**WHAT IS EXPECTED:** Please give every entry again, exactly as it reads.

**LISTED ENTRIES:**

========

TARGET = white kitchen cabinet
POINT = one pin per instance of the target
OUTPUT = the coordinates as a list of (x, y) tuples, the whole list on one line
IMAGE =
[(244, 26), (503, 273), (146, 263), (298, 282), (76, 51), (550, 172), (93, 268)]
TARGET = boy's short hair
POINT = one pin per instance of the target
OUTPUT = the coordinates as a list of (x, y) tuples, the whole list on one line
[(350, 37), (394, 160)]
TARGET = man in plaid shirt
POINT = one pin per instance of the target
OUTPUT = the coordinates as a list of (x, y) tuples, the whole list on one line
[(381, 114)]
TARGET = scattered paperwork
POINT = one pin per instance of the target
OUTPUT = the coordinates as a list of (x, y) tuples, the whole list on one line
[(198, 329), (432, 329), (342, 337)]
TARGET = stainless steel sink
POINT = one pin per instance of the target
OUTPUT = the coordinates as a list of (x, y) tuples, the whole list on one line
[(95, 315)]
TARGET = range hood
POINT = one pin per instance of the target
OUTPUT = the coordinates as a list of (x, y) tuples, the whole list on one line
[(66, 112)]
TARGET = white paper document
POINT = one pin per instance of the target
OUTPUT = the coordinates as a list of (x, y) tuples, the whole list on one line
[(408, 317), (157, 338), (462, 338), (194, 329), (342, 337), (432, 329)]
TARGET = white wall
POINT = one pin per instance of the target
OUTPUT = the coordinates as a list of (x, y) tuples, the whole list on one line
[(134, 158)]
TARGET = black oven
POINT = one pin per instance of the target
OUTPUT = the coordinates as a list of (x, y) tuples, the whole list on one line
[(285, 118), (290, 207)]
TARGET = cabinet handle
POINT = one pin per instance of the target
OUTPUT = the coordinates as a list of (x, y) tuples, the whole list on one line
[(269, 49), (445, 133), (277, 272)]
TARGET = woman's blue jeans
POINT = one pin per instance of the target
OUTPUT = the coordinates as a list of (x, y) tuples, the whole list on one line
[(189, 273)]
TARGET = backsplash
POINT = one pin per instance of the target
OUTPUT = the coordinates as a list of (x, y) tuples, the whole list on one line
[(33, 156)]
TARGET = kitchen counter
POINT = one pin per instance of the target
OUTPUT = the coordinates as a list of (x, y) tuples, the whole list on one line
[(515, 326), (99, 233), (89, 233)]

========

**EXERCISE RESULT:**
TARGET = white kitchen cabinet
POINT = one pin per instance of the target
OUTPUT = the coordinates as a list of (x, y) tuples, the whole list on one line
IMAGE =
[(244, 26), (503, 273), (146, 263), (298, 282), (76, 51), (550, 172), (93, 268)]
TARGET = boy's short hair
POINT = one pin per instance of the target
OUTPUT = the coordinates as a list of (x, y) tuples, the whole list on one line
[(350, 37), (394, 160)]
TARGET = man in plaid shirt
POINT = one pin per instance of the target
OUTPUT = the coordinates as a list of (x, y) tuples, the whole list on one line
[(381, 114)]
TARGET = scattered paperwork
POINT = one pin per instance of the target
OUTPUT = the coordinates as a list of (x, y) tuples, the whole list on one line
[(198, 329), (432, 329), (342, 337)]
TARGET = stainless steel sink
POINT = one pin per instance of the target
OUTPUT = the coordinates as a list of (x, y) tuples, the whole list on one line
[(95, 315)]
TARGET = range hood
POINT = one pin per instance of the target
OUTPUT = the coordinates as a list of (x, y) tuples, the whole list on one line
[(66, 112)]
TARGET = white paper document
POINT = one pin per instance of the target
OUTPUT = the coordinates as a list of (x, y) tuples, the whole list on one line
[(408, 317), (157, 338), (462, 338), (194, 329), (342, 337), (432, 329)]
TARGET = white wall
POINT = one pin per instance of the target
OUTPUT = the coordinates as a list of (x, y) tuples, the whole list on one line
[(134, 158)]
TARGET = black oven
POINT = one pin per instance of the target
OUTPUT = the coordinates as a list of (x, y) tuples, the whole list on one line
[(285, 118), (290, 207)]
TARGET = cabinet handle
POINT = one pin per instance of the target
OUTPUT = the coordinates as a list of (x, y) tuples, the whole list on one line
[(269, 49), (445, 133), (277, 272)]
TARGET = woman's blue jeans
POINT = one pin per instance of the target
OUTPUT = the coordinates as a list of (x, y) tuples, the whole list on one line
[(189, 273)]
TARGET = backsplash
POINT = one pin per instance of the target
OUTPUT = the coordinates as a list of (x, y) tuples, the whole list on one line
[(33, 156)]
TARGET = kitchen counter
POINT = one pin per instance of the target
OUTPUT = the coordinates as a list of (x, y) tuples, the whole list on one line
[(515, 326), (99, 233), (89, 233)]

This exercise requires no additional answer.